— START Provided text —

There is a little noticed annex on page 14 of the 1998 Belfast Agreement which states that a number of named areas “may” be included for “North-South co-operation and implementation.” The second of these, the only one in the education sector, is “teacher qualifications and exchanges”.
These few words have served to unleash an extraordinary upsurge of cross-border energy in the colleges of education and university education departments on this island. Those who take on the vital role of educating and training our future teachers are not a particularly high profile or glamorous profession. Their activities rarely make headlines in newspapers (except negatively on occasion). They have sometimes been accused of being set in their ways and lacking in dynamism. But in the area of practical North-South co-operation for mutual benefit I suggest that they are leading the way in showing how it should be done.
They started with a hugely successful conference in Belfast in 2000, attended by 27 institutions and agencies involved in the training of teachers. There were then the inevitable delays while funding was sought from the two governments. In spring 2003 the Standing Conference on Teacher Education North and South (SCoTENS1) was launched.

— END Provided text —
— START Material shown —

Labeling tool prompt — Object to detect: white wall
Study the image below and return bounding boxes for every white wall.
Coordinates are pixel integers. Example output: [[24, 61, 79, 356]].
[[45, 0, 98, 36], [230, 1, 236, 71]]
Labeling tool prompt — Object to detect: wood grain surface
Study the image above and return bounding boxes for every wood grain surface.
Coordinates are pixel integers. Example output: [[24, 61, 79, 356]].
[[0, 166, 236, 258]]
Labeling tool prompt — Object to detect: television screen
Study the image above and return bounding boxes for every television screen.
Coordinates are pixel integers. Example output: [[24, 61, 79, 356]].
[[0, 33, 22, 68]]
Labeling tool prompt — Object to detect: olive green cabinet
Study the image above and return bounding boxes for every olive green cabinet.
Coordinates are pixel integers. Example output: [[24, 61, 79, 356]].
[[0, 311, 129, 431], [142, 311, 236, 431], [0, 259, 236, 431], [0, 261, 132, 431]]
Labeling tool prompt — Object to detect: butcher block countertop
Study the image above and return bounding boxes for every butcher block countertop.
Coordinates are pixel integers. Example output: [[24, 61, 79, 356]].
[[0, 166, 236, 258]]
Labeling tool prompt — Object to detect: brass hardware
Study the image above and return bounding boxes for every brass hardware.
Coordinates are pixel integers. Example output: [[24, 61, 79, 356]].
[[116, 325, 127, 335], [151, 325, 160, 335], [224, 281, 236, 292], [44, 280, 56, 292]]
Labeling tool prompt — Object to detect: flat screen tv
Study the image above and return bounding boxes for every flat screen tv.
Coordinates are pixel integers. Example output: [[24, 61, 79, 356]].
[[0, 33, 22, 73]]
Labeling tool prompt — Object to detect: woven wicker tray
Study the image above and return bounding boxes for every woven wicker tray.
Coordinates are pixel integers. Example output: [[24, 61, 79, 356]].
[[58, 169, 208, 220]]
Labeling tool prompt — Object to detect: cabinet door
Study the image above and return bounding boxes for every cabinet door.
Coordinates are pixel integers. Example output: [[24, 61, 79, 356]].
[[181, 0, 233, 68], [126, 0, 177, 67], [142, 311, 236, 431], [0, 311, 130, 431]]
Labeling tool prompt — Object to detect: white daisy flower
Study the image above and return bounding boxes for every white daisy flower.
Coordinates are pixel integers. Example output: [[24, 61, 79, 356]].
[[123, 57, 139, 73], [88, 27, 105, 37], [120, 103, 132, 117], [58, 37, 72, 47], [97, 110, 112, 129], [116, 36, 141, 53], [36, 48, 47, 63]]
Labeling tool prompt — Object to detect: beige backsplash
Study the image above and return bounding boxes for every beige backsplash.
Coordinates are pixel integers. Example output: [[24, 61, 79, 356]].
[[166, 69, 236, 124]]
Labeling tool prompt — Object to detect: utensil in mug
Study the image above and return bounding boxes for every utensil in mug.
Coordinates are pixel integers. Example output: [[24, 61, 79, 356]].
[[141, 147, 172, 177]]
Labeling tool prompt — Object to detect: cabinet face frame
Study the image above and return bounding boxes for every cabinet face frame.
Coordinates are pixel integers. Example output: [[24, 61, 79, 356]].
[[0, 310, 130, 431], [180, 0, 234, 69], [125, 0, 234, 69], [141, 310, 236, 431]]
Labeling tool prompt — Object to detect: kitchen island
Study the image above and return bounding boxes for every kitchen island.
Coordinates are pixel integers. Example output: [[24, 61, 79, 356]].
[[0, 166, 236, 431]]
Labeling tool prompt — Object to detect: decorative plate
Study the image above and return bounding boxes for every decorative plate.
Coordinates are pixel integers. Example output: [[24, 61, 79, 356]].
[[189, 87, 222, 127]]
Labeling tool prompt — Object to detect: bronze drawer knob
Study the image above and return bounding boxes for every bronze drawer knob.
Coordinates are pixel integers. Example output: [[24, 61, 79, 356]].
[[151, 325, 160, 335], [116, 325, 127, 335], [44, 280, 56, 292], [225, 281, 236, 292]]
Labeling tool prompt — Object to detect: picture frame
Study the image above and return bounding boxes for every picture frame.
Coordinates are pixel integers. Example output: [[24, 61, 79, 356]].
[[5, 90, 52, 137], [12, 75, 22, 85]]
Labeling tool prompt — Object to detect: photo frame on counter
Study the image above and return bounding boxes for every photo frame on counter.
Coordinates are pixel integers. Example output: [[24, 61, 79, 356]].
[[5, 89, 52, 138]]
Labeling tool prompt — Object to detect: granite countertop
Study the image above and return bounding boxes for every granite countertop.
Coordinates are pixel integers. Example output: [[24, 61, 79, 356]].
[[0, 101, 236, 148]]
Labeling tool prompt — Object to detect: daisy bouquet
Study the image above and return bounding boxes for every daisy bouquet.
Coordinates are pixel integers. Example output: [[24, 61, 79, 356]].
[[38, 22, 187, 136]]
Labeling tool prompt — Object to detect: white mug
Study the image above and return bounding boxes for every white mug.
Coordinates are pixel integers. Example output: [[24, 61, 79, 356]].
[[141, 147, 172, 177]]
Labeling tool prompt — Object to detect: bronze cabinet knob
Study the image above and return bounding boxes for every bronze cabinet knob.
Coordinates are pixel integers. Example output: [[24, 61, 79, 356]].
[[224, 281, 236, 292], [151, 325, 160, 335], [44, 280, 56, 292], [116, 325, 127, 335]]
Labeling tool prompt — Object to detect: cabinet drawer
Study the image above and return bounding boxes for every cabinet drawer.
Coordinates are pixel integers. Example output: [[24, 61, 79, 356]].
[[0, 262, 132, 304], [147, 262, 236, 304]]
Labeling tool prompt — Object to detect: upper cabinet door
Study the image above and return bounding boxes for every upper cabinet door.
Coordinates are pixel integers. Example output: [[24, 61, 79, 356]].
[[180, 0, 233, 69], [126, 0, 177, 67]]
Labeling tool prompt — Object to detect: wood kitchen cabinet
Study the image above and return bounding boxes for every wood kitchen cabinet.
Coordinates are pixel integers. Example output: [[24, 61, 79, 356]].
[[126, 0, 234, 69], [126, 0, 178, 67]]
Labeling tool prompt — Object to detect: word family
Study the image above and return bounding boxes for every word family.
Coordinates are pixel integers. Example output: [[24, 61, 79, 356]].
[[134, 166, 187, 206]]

— END Material shown —

Directions
In the text on North-South co-operation in teacher education, how many institutions and agencies attended the 2000 conference in Belfast?

The solution
27 institutions and agencies involved in the training of teachers attended.